***** Passage
In our email discussion, Mr. Moy explained the base set of 492 sites used in testing. I asked him, “The 492 samples, where there were 154,702 results, that is using the same subset of samples over an over correct?”

He said, “Sort of. Many were removed within a couple days because the site was taken down. So some URLs were counted once, some twice, some much more often. Here's a rough example: At t=0 we tested 100 URLs. 2 hrs later, 20 of the URLs were dead, and 25 new ones were added. So we tested the 80 URLs from the original run again, and the 25 new ones. We repeated this process for 12 days, 24x7.”

This clears up how they arrived with the sample set of 492 domains, as the report itself is leading the reader to assume more. It states that a collection of 60,000 domains is where they started; this was narrowed down for various reasons to 1,779 URLs, which it ultimately narrowed down to a testing set of just 492 sites. Later it shifts and says that the recorded results were based on 154,702 results. This can baffle most laymen and security people will see this as an apparent method to boost image rather than validity. This is because the 154,702 results are not what matters when questioning the size of the sample pool, the 492 samples are the issue.

Moy explained the small sample size in his email.
**********
Print the portion of the passage on the 492-site testing sample that begins with the words "This clears up" and ends with the words "are the issue.".
***** Records supplied
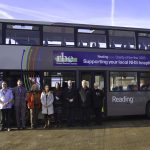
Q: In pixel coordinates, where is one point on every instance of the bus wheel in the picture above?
(148, 110)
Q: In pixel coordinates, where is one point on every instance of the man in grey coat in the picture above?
(20, 104)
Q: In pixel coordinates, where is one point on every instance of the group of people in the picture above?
(50, 103)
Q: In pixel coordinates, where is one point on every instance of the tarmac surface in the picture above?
(114, 134)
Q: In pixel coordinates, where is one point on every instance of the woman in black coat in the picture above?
(58, 102)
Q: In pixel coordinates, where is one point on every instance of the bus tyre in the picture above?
(148, 110)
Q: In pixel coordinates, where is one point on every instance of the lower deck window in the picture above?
(123, 81)
(144, 81)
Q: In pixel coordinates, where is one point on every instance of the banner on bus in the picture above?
(100, 59)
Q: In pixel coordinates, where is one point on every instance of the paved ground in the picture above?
(122, 134)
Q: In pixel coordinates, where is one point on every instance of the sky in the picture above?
(126, 13)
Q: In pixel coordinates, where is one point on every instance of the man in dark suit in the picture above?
(85, 103)
(97, 98)
(70, 101)
(20, 104)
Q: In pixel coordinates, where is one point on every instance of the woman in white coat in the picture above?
(47, 99)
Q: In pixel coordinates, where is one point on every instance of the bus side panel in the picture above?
(127, 103)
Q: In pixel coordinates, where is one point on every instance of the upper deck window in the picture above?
(0, 33)
(91, 38)
(22, 34)
(144, 41)
(123, 81)
(121, 39)
(58, 36)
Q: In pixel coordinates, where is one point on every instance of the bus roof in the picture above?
(30, 22)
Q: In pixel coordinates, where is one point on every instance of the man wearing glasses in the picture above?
(6, 98)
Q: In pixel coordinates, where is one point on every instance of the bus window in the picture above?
(22, 35)
(91, 38)
(144, 81)
(144, 41)
(121, 39)
(0, 33)
(58, 36)
(123, 81)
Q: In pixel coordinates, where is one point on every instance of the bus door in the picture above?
(50, 78)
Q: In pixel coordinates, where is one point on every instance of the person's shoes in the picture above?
(45, 126)
(8, 129)
(2, 129)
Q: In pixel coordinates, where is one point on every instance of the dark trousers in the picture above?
(85, 116)
(70, 116)
(20, 115)
(48, 119)
(5, 122)
(34, 116)
(98, 115)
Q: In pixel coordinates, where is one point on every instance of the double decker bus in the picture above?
(117, 58)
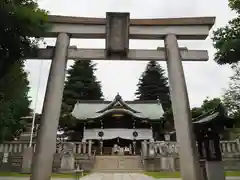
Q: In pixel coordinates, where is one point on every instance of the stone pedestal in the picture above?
(27, 160)
(215, 170)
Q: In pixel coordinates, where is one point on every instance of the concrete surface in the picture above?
(110, 176)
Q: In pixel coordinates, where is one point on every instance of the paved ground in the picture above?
(110, 176)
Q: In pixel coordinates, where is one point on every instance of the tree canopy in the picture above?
(226, 40)
(153, 85)
(21, 20)
(81, 84)
(231, 96)
(207, 105)
(14, 101)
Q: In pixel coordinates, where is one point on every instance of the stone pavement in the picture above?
(110, 176)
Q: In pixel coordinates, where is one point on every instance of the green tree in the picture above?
(226, 39)
(153, 85)
(20, 20)
(14, 101)
(81, 84)
(207, 105)
(231, 97)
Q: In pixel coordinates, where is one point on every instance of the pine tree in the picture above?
(81, 84)
(153, 85)
(14, 101)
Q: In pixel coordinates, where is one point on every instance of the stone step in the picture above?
(117, 170)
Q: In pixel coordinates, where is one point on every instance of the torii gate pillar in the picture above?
(189, 161)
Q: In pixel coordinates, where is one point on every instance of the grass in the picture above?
(178, 175)
(55, 175)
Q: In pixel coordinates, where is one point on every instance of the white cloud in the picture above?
(203, 78)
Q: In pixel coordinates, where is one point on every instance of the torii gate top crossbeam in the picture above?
(95, 28)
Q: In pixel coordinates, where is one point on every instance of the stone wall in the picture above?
(13, 156)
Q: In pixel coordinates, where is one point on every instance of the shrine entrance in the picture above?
(117, 29)
(117, 146)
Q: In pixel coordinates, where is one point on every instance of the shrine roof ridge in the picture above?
(127, 102)
(184, 21)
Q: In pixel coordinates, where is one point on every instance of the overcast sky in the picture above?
(203, 78)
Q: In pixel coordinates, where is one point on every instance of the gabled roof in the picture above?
(84, 110)
(217, 117)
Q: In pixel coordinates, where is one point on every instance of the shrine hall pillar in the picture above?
(189, 162)
(46, 139)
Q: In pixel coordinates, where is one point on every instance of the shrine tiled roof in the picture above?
(84, 110)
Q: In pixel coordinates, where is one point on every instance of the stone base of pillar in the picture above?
(27, 160)
(215, 170)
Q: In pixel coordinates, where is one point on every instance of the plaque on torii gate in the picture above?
(117, 29)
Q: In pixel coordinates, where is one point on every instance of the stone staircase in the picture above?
(118, 164)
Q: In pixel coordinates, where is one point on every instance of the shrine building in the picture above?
(119, 126)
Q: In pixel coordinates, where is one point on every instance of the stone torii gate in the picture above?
(117, 29)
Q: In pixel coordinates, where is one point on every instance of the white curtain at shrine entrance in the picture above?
(118, 133)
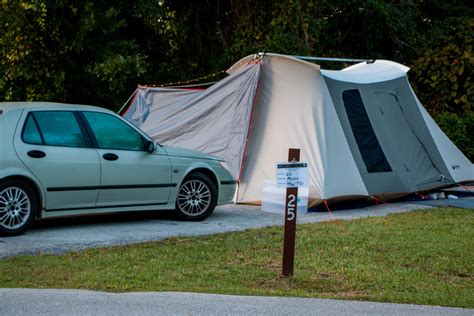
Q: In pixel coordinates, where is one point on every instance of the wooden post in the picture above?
(290, 221)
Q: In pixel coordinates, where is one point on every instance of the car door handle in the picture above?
(110, 156)
(36, 154)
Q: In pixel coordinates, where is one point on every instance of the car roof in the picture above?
(49, 106)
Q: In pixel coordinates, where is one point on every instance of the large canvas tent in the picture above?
(362, 130)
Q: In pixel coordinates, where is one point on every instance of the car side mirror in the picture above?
(149, 146)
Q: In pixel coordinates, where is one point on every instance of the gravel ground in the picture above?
(62, 235)
(80, 302)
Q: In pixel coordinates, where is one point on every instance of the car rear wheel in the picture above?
(17, 207)
(197, 197)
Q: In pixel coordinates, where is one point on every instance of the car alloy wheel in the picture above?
(17, 206)
(196, 197)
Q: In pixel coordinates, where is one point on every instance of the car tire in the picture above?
(196, 198)
(18, 206)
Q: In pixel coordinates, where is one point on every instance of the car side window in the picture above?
(112, 133)
(31, 133)
(54, 128)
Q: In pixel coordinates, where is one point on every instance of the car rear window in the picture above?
(54, 128)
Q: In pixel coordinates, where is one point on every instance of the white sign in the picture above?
(292, 175)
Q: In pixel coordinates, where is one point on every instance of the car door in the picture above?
(130, 175)
(55, 148)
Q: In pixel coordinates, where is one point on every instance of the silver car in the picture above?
(62, 159)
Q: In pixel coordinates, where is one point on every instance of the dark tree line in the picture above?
(96, 52)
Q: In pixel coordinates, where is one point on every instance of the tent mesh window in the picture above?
(369, 146)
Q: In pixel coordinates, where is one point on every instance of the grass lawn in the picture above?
(421, 257)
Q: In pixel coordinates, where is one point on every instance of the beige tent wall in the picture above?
(294, 109)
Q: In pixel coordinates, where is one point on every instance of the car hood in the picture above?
(188, 153)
**********
* Answer to the exercise *
This clears up how they arrived with the sample set of 492 domains, as the report itself is leading the reader to assume more. It states that a collection of 60,000 domains is where they started; this was narrowed down for various reasons to 1,779 URLs, which it ultimately narrowed down to a testing set of just 492 sites. Later it shifts and says that the recorded results were based on 154,702 results. This can baffle most laymen and security people will see this as an apparent method to boost image rather than validity. This is because the 154,702 results are not what matters when questioning the size of the sample pool, the 492 samples are the issue.